* EXTRACT *
═══
A Celebration of the Life of I.F. Stone
November 16, 2008
Story Chapel, Mount Auburn Cemetery

Remarks by Peter Stone


Hi, everybody.  My name is Peter Stone.  I'm Izzy's nephew.

And before I begin my prepared remarks, I just don't want anybody to have a heart attack here.  The ghost of J. Edgar Hoover appears to have played a trick.  And I just want to say I have not now nor have I ever been a writer for the National Review, the actual journal.  But otherwise, it's an honor.

What's it like to grow up with an uncle who loved to disco with his wife, who was the first journalist to torpedo the Johnson administration's account of the Tonkin Gulf incident and taught himself Greek in his 70s?

A short answer is that Izzy was inspirational, an impossibly hard act to follow and an enthusiastic backer of my own career as a journalist.

I vividly recall visiting and seeing Izzy in settings that range from his summer house on Fire Island in the 1950s and 1960s to an early march on Washington against the Vietnam War that he addressed in 1965, and to echo Jack Beatty, scandalized, scandalized the audience by dissing the prominent folk singer Phil Ochs and his song "Love Me, Love Me, I'm a Liberal," which upset Izzy to no end.

And finally, seeing Izzy at a San Francisco disco called Dance Your Ass Off, where he and Esther got out on the floor and cut loose the way they did the Charleston in the Roaring '20s.

Izzy's unique journalistic gift, which he bequeathed so happily to me and devoted readers young and old, was to combine a commitment to the truth with a passion for historical context and a style that made every word count.

I first started reading the Weekly in the late 1950s when I was entering my teenage years.  I was lucky to get a head start of discovering the joys of Izzy's publication.  My father, Mark, Izzy's younger brother, had a hand in getting the publication up and running and was an avid fan.

The Weekly quickly helped shape my political consciousness as it did for thousands of others coming of age in those turbulent times.  And later, in college in the mid-'60s, I had the pleasure of introducing the Weekly to many friends in my dorm where it quickly became a healthy addiction.
═══
Source data
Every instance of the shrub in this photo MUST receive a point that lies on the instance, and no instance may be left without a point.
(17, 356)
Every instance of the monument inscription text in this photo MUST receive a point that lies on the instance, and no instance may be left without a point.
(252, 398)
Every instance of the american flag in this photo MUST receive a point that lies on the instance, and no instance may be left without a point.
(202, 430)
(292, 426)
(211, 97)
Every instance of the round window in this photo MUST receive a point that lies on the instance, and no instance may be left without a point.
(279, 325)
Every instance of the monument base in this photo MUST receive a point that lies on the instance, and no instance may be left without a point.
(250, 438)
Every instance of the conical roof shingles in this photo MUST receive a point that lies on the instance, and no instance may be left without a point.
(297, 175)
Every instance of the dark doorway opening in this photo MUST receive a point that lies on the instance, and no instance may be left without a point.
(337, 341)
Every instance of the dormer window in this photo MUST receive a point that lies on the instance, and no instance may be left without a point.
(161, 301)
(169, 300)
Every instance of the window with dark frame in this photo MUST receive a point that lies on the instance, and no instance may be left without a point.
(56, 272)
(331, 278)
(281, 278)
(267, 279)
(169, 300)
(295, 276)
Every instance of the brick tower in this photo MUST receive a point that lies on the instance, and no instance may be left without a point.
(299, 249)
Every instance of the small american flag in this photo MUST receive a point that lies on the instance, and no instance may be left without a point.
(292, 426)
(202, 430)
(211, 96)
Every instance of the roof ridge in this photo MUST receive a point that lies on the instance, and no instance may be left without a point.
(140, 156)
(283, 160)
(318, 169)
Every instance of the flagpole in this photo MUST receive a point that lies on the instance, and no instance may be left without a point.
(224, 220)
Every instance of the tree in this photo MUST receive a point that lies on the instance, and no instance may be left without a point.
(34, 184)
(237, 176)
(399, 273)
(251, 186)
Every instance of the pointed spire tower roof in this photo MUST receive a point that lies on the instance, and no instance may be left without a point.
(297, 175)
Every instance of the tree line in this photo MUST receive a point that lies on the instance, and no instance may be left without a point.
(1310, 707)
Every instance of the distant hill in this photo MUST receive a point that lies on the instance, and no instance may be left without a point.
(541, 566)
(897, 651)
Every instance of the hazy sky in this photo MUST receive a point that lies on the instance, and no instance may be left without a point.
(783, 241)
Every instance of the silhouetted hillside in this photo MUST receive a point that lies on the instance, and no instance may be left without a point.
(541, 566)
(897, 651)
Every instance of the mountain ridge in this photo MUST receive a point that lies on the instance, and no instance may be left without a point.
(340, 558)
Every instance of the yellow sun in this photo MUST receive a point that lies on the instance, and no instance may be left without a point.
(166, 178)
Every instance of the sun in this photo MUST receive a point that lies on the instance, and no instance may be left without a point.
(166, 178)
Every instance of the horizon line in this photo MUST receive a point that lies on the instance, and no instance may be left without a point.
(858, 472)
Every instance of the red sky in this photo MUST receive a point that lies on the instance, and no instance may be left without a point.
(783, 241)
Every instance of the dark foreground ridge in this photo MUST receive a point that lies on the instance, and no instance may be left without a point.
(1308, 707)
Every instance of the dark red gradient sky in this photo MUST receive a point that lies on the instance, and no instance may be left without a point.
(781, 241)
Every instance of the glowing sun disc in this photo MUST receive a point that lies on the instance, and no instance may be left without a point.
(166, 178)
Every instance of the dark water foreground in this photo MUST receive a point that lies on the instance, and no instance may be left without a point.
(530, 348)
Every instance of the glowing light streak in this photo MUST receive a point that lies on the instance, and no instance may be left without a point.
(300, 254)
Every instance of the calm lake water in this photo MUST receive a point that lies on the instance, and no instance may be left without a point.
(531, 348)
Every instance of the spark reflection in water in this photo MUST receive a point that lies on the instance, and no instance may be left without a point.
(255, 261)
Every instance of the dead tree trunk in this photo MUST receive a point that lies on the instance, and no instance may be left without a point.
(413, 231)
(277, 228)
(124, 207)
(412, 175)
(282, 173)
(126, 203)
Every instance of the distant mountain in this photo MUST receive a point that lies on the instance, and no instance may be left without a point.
═══
* WHAT THIS EXERCISE ASKS *
**a)** According to the remarks by Peter Stone, which relative of Izzy's helped get the Weekly up and running?
**b)** Extend the remarks by Peter Stone, picking up right after their final sentence.

* ANSWERS IN ORDER *
**a)** Peter Stone's father, Mark, who was Izzy's younger brother.

**b)**
Izzy gave us a deeper understanding of the early Civil Rights Movement, the risks of an unending arms race and the dangers of viewing foreign clashes between American interests and foreign threats as strictly black-and-white terms.

It also taught me and thousands of other fans how to read closely and carefully, how to think critically and how to see beneath the surface of government explanations.

Izzy cautioned repeatedly against seeing the world in Manichean terms and the dangers of myopic policies, two words that I learned from Uncle Izzy, but warnings that the Bush administration would ignore without peril.

During those years the Weekly filled a vital need for students hungry for trustworthy and inside information about the Vietnam War, which the Johnson administration was working overtime to spin and obfuscate as a war that the U.S. had to keep fighting for national security reasons.  Sound familiar, I'm sure.

The Weekly was especially exciting to read for all those varied and astounding facts that it mined from official records and the flotsam and jetsam of daily newspapers

Izzy also entertained his readers, as do Jon Stewart and Stephen Colbert today, by ferreting out absurd and telling quotes from political and military bigwigs who manage to mangle language with the same abandon that we have recently come to identify with last year's Governor Sarah Palin.

It goes without saying that as a young journalist working for Ramparts in the early '70s and afterwards as a New York freelancer for much of the '80s, Izzy was a journalistic hero who often offered wholehearted backing to his nephew.

I recall receiving phone calls from him full of cheers and congratulations after I had pieces in the New York Times Magazine and the Atlantic in the early '80s, and I like to imagine he was calling me from the great beyond to cheer some more when my articles in the National Journal about the Abraham scandal led to writing the book Heist.

A man of the left, Izzy sometimes styled himself a radical, sometimes a Jeffersonian Democrat, but he was also, and perhaps more than anything, a great humanist.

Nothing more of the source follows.